Status: Inaccurate/Solved
Optimal value (cvx_optval): +38.083

indent preformatted text by 4 spaces
K=4;
N=20;
delta=1;
alpha_k_n=0.5;             %offload ratio
V_max=30;
B=1*10^6;                  %bandwidth=1MHZ
beta0=1*10^(-6);           %-60dB
P=1;                       %user power=1W
noise_p=1*10^(-14);        %noise power=-110dBm
H=50;
w_k=[50,70,330,350;180,210,210,180];          %user location
w_e=[200,50];              %eavesdropper location
L=1*10^6;                  %task size
M=30;

%SCA local point q_r
q_r=zeros([2,N]);
c_ini_x=200;
c_ini_y=80;
r_ini=80;
ang=2*pi/(N-1);
for n=1:N
    q_r(1,n)=c_ini_x+r_ini*cos((n-1)*ang-pi/2);
    q_r(2,n)=c_ini_y+r_ini*sin((n-1)*ang-pi/2);
end

%SCA local point v1_r,v2_r
v1_r=zeros([K,N]);
v2_r=zeros([1,N]);
for k=1:K
    for n=1:N
        v1_r(k,n)=sqrt((q_r(1,n)-w_k(1,k))^2+(q_r(2,n)-w_k(2,k))^2+H^2);
    end
end

for n=1:N
    v2_r(n)=sqrt((q_r(1,n)-w_e(1))^2+(q_r(2,n)-w_e(2))^2+H^2);
end

%constant dke,A_k,B_k,C
dke=zeros([1,K]);                %||wk-we||
A_k=zeros([1,K]);
B_k=zeros([1,K]);
for k=1:K
    dke(k)=sqrt((w_k(1,k)-w_e(1))^2+(w_k(2,k)-w_e(2))^2);
    A_k(k)=beta0/(dke(k)^4);
    B_k(k)=(2*M*beta0^(1.5))/(dke(k)^2);
end
C=(M^2)*(beta0^2);

%SCA local point eta_r
eta_r=zeros([K,N]);
for k=1:K
    for n=1:N
        eta_r(k,n)=log(1+(P/noise_p)*(A_k(k)-B_k(k)/(v1_r(k,n)*v2_r(n))+C/((v1_r(k,n)^2)*(v2_r(n)^2))));
    end
end

%constant D_l,E_l,dku_l_horizon2,due_l_horizon2
D_r=zeros([K,N]);
E_r=zeros([K,N]);
dku_r_horizon2=zeros([K,N]);    %||qr[n]-wk||2
due_r_horizon2=zeros([1,N]);    %||qr[n]-we||2
for k=1:K
    for n=1:N
        dx_uav_ue2=(q_r(1,n)-w_k(1,k))^2;
        dy_uav_ue2=(q_r(2,n)-w_k(2,k))^2;
        dku_r_horizon2(k,n)=dx_uav_ue2+dy_uav_ue2;

        d_uav_ue2=H^2+dx_uav_ue2+dy_uav_ue2;
        D_r(k,n)=B*log2(1+(P*beta0)/(noise_p*(H^2+dku_r_horizon2(k,n))));
        E_r(k,n)=(B*P*beta0)/(log(2)*d_uav_ue2*(noise_p*d_uav_ue2+P*beta0));
    end
end
for n=1:N
    due_r_horizon2(n)=(q_r(1,n)-w_e(1))^2+(q_r(2,n)-w_e(2))^2;
end

cvx_begin
    variable Q(2,N) nonnegative          %trajectory
    variable omega(K,N) nonnegative    %slack variable omega
    variable eta(K,N)                  %slack variable eta
    variable v1(K,N)                   %slack variable v1
    variable v2(1,N)                   %slack variable v2
    variable v3(K,N)                   %slack variable v3
    variable v4(1,N)                   %slack variable v4

    expressions R_lb(K,N) nonnegative          %lower boundary of Rk[n]
    for k=1:K
        for n=1:N
            dku_horizon2=(Q(1,n)-w_k(1,k))^2+(Q(2,n)-w_k(2,k))^2;
            R_lb(k,n)=D_r(k,n)-E_r(k,n)*(dku_horizon2-dku_r_horizon2(k,n));
        end
    end

    expressions F_lb(K,N)       %lower boundary of 1/v1k[n]v2[n] 
    for k=1:K
         for n=1:N
             F_lb(k,n)=3/(v1_r(k,n)*v2_r(n))-v1(k,n)/(v2_r(n)*v1_r(k,n)^2)...

☆ ☆ ☆

**What to produce:** Reproduce the stretch of the CVX script from "expressions R_lb(K,N) nonnegative" through "F_lb(k,n)=3/(v1_r(k,n)*v2_r(n))-v1(k,n)/(v2_r(n)*v1_r(k,n)^2)..." without any changes.

**Data listing:**
☆ ☆ ☆

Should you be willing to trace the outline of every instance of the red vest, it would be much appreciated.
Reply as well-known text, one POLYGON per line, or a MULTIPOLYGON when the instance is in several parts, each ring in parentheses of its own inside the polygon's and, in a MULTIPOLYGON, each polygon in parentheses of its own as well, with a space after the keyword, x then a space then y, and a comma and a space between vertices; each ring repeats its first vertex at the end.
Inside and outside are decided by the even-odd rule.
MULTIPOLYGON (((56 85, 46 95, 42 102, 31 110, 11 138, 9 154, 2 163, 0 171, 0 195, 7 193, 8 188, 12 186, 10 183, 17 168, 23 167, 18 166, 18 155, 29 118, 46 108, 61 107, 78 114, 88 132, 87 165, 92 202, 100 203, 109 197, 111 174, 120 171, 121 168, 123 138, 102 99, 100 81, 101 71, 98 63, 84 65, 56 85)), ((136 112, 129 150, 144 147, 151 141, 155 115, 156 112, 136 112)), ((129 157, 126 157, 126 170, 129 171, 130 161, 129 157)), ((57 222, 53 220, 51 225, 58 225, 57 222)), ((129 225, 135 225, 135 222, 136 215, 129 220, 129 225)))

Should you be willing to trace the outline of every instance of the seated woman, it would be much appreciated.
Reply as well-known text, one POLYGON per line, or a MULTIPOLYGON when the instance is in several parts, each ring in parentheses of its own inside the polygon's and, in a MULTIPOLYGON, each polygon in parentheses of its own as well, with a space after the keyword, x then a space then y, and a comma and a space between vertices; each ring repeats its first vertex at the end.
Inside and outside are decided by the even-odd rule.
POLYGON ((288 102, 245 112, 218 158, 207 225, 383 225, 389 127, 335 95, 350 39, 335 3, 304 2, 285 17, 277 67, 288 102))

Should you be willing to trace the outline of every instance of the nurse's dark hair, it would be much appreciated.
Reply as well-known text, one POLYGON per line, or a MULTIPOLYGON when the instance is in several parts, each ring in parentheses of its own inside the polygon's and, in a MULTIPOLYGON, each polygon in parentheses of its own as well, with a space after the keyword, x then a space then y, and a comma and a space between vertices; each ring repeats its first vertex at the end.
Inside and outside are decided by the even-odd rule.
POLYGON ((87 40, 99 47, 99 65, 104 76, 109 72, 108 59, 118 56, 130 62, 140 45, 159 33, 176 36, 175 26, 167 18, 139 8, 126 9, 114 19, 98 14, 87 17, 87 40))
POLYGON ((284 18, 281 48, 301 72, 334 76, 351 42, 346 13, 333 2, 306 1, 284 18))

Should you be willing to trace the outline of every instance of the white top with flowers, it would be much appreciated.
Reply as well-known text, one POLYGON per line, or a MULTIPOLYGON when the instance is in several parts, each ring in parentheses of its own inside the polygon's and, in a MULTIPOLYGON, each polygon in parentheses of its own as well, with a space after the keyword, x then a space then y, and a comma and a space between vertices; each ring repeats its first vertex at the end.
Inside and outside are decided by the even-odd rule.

☆ ☆ ☆

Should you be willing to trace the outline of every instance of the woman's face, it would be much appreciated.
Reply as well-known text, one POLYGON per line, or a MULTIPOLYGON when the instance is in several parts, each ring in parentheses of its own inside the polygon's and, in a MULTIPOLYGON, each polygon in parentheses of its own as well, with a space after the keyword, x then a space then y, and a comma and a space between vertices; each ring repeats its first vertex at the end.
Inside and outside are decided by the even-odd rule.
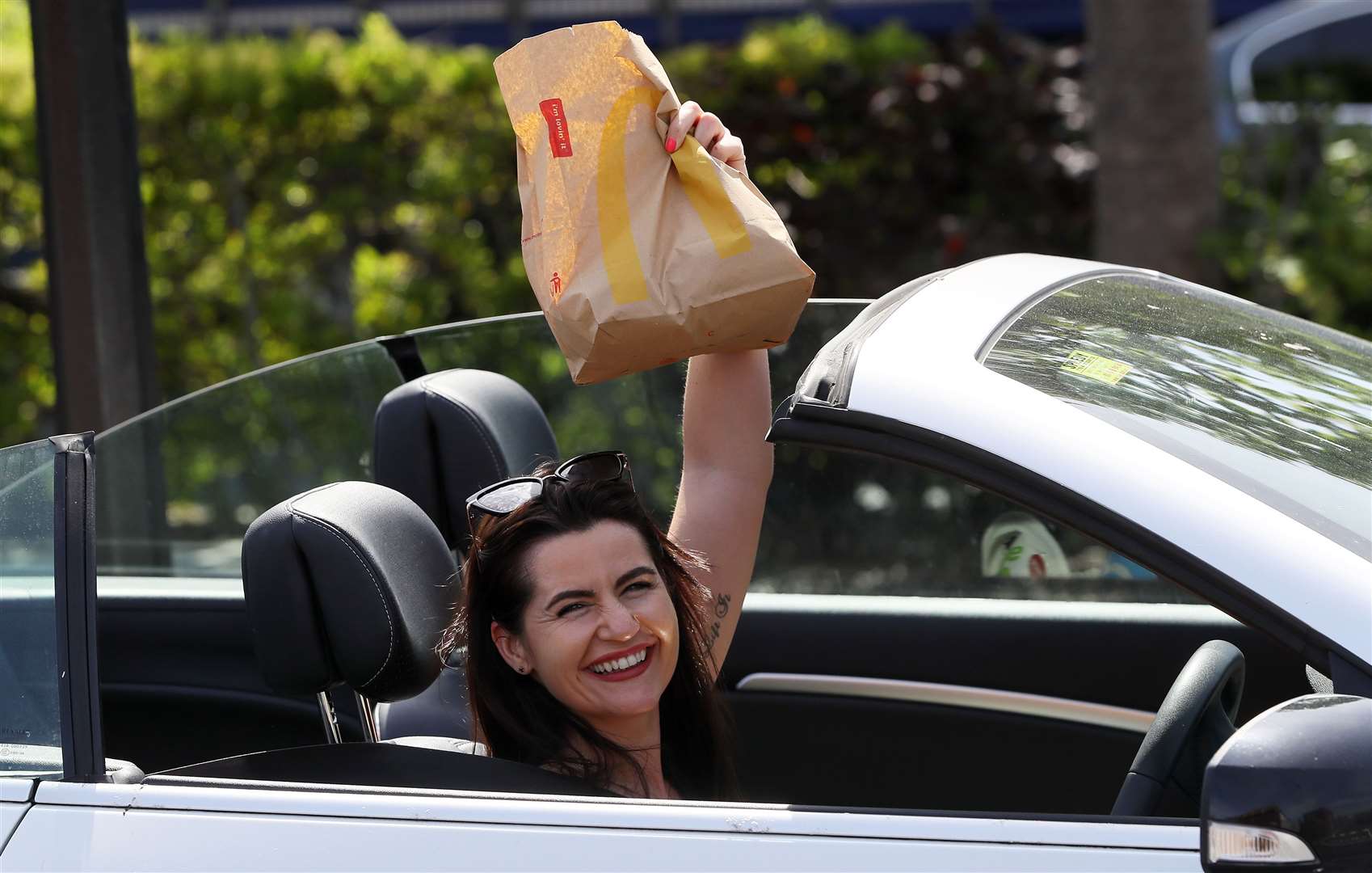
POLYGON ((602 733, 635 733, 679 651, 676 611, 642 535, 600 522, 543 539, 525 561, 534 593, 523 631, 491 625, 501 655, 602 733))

☆ ☆ ☆

**Result for this exercise:**
expressions R_lb(K,N) nonnegative          %lower boundary of Rk[n]
    for k=1:K
        for n=1:N
            dku_horizon2=(Q(1,n)-w_k(1,k))^2+(Q(2,n)-w_k(2,k))^2;
            R_lb(k,n)=D_r(k,n)-E_r(k,n)*(dku_horizon2-dku_r_horizon2(k,n));
        end
    end

    expressions F_lb(K,N)       %lower boundary of 1/v1k[n]v2[n] 
    for k=1:K
         for n=1:N
             F_lb(k,n)=3/(v1_r(k,n)*v2_r(n))-v1(k,n)/(v2_r(n)*v1_r(k,n)^2)...